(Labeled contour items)
★ ★ ★ ★ ★ ★ ★
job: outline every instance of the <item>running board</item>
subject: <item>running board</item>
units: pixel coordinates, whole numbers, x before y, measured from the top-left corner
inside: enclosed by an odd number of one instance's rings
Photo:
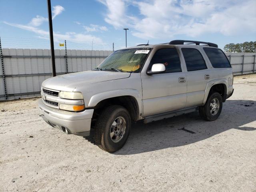
[[[198,110],[198,106],[196,107],[189,107],[185,109],[180,109],[176,111],[173,111],[170,112],[160,113],[156,115],[151,115],[146,117],[143,122],[144,123],[148,123],[153,121],[158,121],[164,119],[170,118],[178,115],[183,115],[186,113],[191,113]]]

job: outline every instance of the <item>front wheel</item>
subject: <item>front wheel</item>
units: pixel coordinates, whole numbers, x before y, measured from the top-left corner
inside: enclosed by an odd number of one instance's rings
★ ★ ★ ★ ★ ★ ★
• _Requirements_
Express every line of the items above as a JSON list of strings, one string per line, skipping blank lines and leaving out the pictures.

• _Written answer_
[
  "job: outline every instance of the <item>running board</item>",
  "subject: <item>running board</item>",
  "units: pixel coordinates, whole numbers, x before y, measured from the top-left corner",
  "inside: enclosed by an odd number of one instance's rings",
  "Photo:",
  "[[[198,110],[198,106],[196,107],[189,107],[185,109],[180,109],[176,111],[173,111],[170,112],[160,113],[156,115],[151,115],[146,117],[143,122],[144,123],[148,123],[153,121],[158,121],[164,119],[170,118],[178,115],[183,115],[186,113],[191,113]]]",
  "job: outline every instance of the <item>front wheel</item>",
  "subject: <item>front wheel</item>",
  "units: pixel coordinates, whole numbers, x before y, measured from the top-left corner",
  "inside: enclosed by an odd number of one instance's rings"
]